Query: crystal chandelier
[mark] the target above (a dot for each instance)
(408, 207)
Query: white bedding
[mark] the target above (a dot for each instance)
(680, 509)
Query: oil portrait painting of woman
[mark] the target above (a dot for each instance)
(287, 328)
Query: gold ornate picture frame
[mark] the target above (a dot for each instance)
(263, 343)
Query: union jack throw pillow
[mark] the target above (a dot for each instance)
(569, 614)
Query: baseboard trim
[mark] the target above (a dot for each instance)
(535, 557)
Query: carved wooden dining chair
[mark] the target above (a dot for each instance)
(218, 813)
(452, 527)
────────────────────
**ASSIGNMENT**
Please repeat the lines above exactly, beginning with the line that contains "Query: white bedding" and ending with the final one.

**ANSWER TO THIS TASK**
Query: white bedding
[mark] the target above (a dot for each instance)
(680, 509)
Query: oil portrait painting of woman
[mark] the target above (a dot for each instance)
(287, 328)
Query: gold ornate picture frame
[mark] the target above (a dot for each instance)
(263, 343)
Query: union jack throw pillow
[mark] the target above (a dot for each instance)
(569, 614)
Query: baseboard trim
[mark] the target above (a dot for each instance)
(535, 557)
Query: carved wooden dining chair
[mark] the target above (a dot for each instance)
(218, 813)
(452, 527)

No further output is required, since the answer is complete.